Selected passage =>
Mint Primer | The search for an engine: Should Google worry?

Google's Bay View campus in Mountain View, California, US,  (Bloomberg)
Google's Bay View campus in Mountain View, California, US, (Bloomberg)

Summary

  • Between April and June, Google earned $48.5 billion from its search business. Safe to say, much of its core business is dependent on search. The AI search race could be won by whoever has the better, more powerful AI model.

Google became one of the world’s largest companies by building the world’s most popular internet search engine. But the advent of AI has spawned an army of rivals ready to upstage its monopoly. Now, with OpenAI showcasing SearchGPT, should Google be scared?

Is SearchGPT really novel?

Not really. Microsoft’s Bing—incidentally powered by OpenAI’s generative pre-trained transformer (GPT) foundational AI models—has already showcased the practical uses of a generative AI-driven search and browsing experience. SearchGPT remains within that ambit, but seeks to improve it by ensuring that the AI search algorithm remembers queries for follow-ups. As a result, SearchGPT has so far been advertised as an early-stage experiment to see how generative AI might be fitted into commercial search products. This would be key to see how the future of search can be monetized by Big Tech.

 

Also read: OpenAI takes on Google, with new AI-powered search engine ‘SearchGPT’

Can Google keep pace?

Activity 1 => According to the primer on Google and SearchGPT, why isn't SearchGPT really novel? Answer in one to three sentences.
Activity 2 => In the primer on Google and SearchGPT, how much did Google earn from its search business between April and June?
Activity 3 => How would you extend the primer on Google and SearchGPT from the point where it stops?

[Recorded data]
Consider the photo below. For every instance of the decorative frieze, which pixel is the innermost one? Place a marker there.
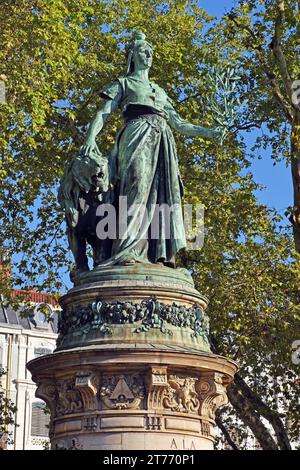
(122, 391)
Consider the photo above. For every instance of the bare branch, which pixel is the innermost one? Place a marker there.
(251, 418)
(266, 412)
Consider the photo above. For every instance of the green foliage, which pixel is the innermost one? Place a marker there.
(7, 413)
(56, 56)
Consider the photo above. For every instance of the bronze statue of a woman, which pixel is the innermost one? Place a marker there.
(143, 162)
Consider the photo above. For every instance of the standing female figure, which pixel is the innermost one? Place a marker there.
(143, 162)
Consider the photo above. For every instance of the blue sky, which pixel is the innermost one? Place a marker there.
(276, 179)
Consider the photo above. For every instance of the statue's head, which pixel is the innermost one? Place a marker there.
(139, 53)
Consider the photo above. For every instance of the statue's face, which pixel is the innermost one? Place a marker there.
(142, 56)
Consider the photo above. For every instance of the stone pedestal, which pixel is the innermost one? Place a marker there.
(133, 368)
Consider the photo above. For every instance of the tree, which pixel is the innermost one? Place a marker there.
(267, 32)
(56, 56)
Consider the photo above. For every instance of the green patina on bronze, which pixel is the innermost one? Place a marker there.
(78, 322)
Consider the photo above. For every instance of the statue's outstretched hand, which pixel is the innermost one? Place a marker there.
(89, 147)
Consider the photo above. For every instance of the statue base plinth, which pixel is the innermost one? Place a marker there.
(136, 396)
(133, 367)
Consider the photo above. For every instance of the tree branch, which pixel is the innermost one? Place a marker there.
(277, 49)
(250, 417)
(225, 432)
(266, 412)
(287, 108)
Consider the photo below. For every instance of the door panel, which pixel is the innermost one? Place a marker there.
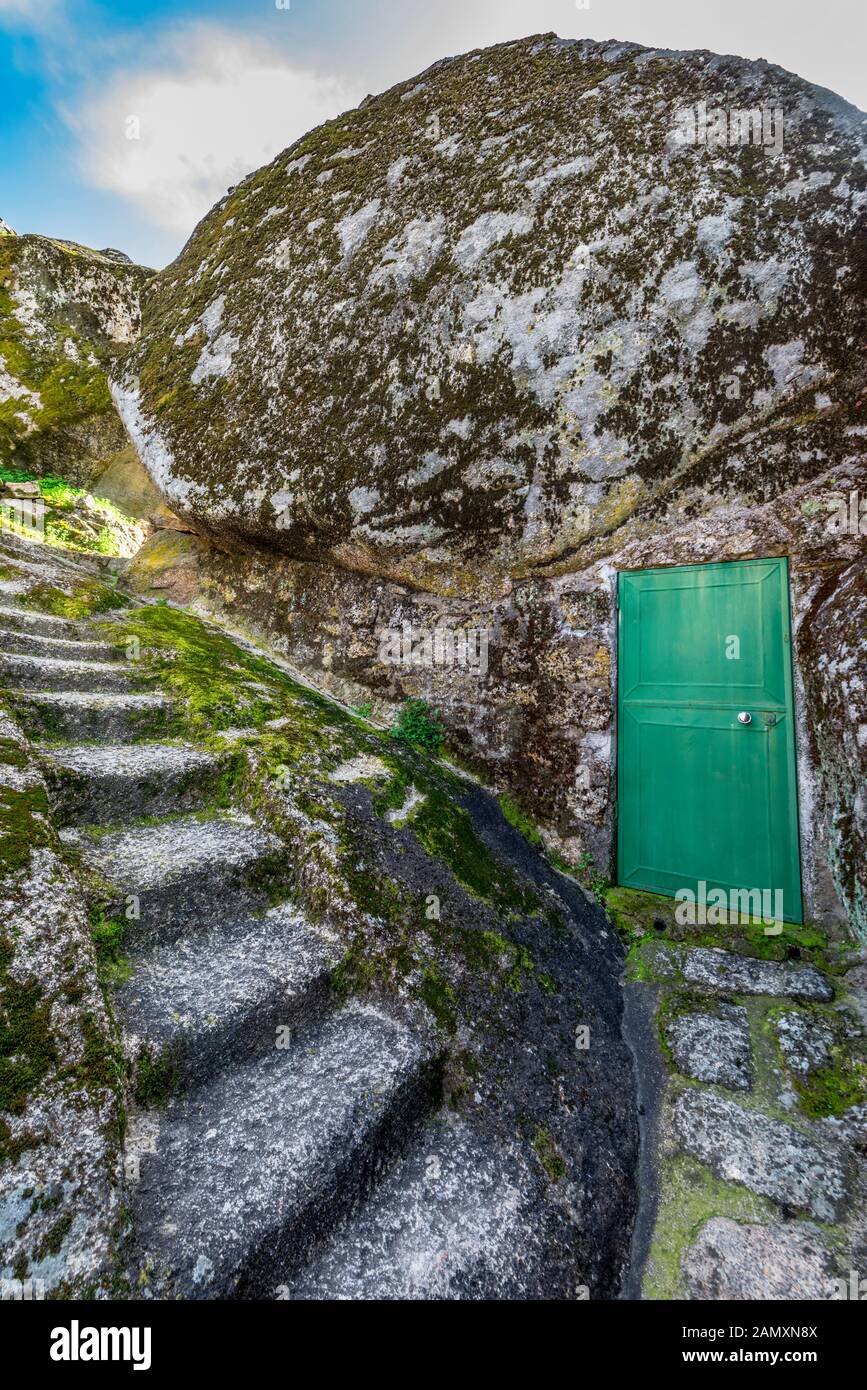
(700, 795)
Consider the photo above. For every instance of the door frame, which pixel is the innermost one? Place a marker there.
(792, 752)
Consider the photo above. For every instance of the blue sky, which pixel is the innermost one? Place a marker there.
(122, 123)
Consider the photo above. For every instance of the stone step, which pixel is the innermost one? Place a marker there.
(771, 1158)
(52, 673)
(45, 624)
(91, 715)
(217, 998)
(107, 784)
(445, 1223)
(188, 873)
(721, 972)
(39, 644)
(248, 1173)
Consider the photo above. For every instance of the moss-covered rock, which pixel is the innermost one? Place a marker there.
(61, 1072)
(64, 313)
(532, 305)
(461, 355)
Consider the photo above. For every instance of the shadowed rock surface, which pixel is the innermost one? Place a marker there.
(459, 356)
(342, 993)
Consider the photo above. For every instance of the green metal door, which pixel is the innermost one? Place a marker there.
(706, 733)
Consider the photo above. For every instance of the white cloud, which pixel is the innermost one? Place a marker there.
(207, 110)
(217, 102)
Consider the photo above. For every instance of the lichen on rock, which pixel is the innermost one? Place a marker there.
(64, 313)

Written reply 1 => Microsoft's Bing, which runs on OpenAI's GPT models, has already shown what a generative AI-driven search and browsing experience can do. SearchGPT stays within that scope and only tries to improve it by having the search algorithm remember queries for follow-ups.

Written reply 2 => $48.5 billion.

Written reply 3 =>
Well before SearchGPT, Google had unveiled a Search Generative Experience as an internal test product. And in May, it expanded the scope of new features on AI-powered search that uses its latest AI model—Gemini. The essence of Google’s AI-powered search experience is the same as that of SearchGPT. However, the key difference is that while Google has dominated the search space so far, competitors with similar interfaces and algorithmic prowess could out-muscle Google in an industry that it monopolizes globally. To be sure, neither Google’s nor OpenAI’s new search platform is openly available yet.

 

Also read: Google’s Gemini-powered AI summaries: Is this the death of the web?

Who are the other competitors?

Bing is perhaps the best known among Google and OpenAI competitors. Another is the startup Perplexity AI, backed by Nvidia and Jeff Bezos, among others. Smaller, independent competitors include privacy-centred browser Brave’s AI search feature, You.com’s AI search, Komo, Phind and Waldo. But none have the deep pockets of Google, Microsoft and OpenAI.

Can this change how we use the internet?

Yes. A big change will come in the way search and targeted ads work. Today, search engine service providers track internet activity and serve ads based on your usage. In return, they earn commissions from advertisers. In a chatbot-like platform, this changes due to the interface design. This could make a huge impact: over half of Google parent Alphabet’s annual revenue each year comes from Search. For users, the big change could be finding new websites—AI chat interfaces could more closely control information sources.

Also read: Google parent Alphabet soars past $2 trillion market cap on AI strength

Why should Google be worried?

Between April and June, Google earned $48.5 billion from its search business. Safe to say, much of its core business is dependent on search. The AI search race could be won by whoever has the better, more powerful AI model. OpenAI’s GPT-4o, Meta’s Llama 3.1 and Anthropic’s Claude 3.5 Sonnet are in line to challenge and outperform Google’s Gemini 1.5 Pro in search today. Google has user stickiness and repute on its side—while OpenAI is new, it’s unlikely to oust Google, which has 30 years of dominance, overnight.